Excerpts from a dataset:
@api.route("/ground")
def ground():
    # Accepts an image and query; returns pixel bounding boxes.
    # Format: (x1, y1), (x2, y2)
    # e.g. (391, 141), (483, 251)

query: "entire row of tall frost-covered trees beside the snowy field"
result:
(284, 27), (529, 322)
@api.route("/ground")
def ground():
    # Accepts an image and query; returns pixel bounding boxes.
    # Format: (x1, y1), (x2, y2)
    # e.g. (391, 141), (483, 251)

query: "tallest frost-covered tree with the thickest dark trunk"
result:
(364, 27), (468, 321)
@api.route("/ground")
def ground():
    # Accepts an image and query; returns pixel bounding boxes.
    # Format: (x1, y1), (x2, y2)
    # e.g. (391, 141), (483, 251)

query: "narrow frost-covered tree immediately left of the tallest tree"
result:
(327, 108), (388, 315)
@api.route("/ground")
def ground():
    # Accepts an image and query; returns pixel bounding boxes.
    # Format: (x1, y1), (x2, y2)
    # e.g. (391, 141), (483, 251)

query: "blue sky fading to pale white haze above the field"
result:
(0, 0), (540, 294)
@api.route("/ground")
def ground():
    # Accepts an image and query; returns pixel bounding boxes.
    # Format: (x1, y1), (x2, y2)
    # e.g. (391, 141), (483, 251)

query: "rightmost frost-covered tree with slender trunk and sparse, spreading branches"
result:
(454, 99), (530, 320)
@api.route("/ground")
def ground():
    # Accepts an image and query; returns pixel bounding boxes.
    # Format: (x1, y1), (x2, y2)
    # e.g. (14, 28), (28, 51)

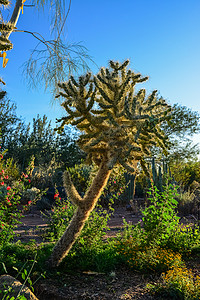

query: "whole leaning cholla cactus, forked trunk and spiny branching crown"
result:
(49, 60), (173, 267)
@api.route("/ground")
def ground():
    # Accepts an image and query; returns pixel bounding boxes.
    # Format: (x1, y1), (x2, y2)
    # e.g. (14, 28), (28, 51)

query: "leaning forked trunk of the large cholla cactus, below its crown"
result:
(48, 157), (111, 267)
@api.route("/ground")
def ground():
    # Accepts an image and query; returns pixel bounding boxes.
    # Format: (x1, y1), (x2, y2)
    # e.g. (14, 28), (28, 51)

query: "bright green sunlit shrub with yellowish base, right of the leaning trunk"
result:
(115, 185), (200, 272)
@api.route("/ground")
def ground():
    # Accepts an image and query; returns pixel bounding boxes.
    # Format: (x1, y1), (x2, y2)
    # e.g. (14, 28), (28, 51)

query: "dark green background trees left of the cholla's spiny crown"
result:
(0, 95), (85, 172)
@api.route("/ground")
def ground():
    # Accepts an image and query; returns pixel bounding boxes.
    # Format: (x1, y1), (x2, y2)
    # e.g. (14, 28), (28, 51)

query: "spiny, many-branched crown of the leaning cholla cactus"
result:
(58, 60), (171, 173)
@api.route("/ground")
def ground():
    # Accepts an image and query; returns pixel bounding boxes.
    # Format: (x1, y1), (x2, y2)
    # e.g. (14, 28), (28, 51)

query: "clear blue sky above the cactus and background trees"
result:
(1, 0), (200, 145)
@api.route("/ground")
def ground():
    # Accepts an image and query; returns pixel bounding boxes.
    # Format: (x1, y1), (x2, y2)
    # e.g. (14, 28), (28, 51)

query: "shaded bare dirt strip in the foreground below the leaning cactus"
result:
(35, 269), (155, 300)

---

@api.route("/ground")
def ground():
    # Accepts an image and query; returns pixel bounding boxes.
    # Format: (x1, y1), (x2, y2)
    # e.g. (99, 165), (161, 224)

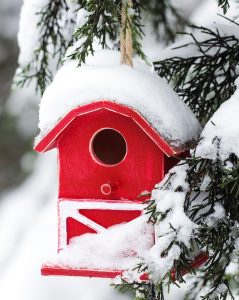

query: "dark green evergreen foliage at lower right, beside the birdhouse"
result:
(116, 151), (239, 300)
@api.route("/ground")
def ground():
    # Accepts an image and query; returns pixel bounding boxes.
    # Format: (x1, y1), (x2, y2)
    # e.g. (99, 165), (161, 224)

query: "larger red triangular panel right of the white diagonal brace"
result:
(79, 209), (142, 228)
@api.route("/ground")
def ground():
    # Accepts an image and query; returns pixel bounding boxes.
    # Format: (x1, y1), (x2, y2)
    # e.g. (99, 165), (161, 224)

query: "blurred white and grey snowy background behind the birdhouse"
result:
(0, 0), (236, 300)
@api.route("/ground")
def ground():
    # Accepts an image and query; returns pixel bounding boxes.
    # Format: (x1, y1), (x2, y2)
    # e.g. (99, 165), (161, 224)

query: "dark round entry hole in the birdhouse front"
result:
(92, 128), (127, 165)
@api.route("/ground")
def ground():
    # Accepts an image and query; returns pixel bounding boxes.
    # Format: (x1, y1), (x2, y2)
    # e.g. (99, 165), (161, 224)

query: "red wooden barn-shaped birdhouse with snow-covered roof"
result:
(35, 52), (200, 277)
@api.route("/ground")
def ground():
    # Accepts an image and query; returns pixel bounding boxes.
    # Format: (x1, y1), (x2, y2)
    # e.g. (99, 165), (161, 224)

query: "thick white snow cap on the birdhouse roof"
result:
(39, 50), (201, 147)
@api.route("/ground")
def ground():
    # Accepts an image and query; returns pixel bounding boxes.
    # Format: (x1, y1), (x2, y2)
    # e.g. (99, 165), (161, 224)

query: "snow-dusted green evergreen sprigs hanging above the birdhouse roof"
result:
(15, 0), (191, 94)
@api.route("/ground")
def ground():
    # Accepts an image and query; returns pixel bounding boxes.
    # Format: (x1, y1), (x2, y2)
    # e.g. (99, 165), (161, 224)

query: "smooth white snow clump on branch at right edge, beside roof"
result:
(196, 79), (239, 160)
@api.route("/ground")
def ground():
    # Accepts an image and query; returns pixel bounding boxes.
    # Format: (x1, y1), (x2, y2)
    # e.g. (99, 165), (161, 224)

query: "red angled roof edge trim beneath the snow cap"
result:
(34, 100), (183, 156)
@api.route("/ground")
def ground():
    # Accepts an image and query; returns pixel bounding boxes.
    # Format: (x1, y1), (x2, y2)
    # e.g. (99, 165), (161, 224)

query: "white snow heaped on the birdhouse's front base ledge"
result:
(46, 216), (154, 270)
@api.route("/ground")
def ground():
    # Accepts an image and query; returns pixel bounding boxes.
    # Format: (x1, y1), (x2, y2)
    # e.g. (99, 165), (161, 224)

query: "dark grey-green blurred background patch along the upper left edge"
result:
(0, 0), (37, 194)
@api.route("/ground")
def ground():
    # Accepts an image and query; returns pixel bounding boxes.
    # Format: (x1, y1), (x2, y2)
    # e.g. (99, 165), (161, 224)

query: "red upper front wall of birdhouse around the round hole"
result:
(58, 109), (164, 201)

--

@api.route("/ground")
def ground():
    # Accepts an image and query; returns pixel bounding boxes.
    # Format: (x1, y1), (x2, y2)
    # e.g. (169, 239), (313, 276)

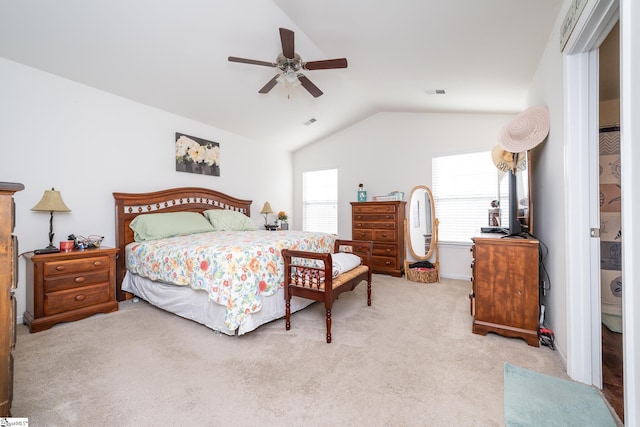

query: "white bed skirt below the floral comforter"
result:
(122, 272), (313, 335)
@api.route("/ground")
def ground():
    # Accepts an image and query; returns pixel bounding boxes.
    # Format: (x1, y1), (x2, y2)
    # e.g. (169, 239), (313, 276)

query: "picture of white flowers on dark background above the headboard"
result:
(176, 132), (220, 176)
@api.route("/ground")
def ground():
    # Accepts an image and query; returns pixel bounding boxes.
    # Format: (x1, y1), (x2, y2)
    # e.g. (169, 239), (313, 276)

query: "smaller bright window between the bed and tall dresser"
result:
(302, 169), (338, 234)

● **YOUR GOAL**: Check each line of the records above, and copy those that hold the word "upper".

● **RESPONSE TO THIS EXERCISE**:
query: "dark grey-green blurred background patch along the upper left edge"
query: "red upper front wall of birdhouse around the round hole"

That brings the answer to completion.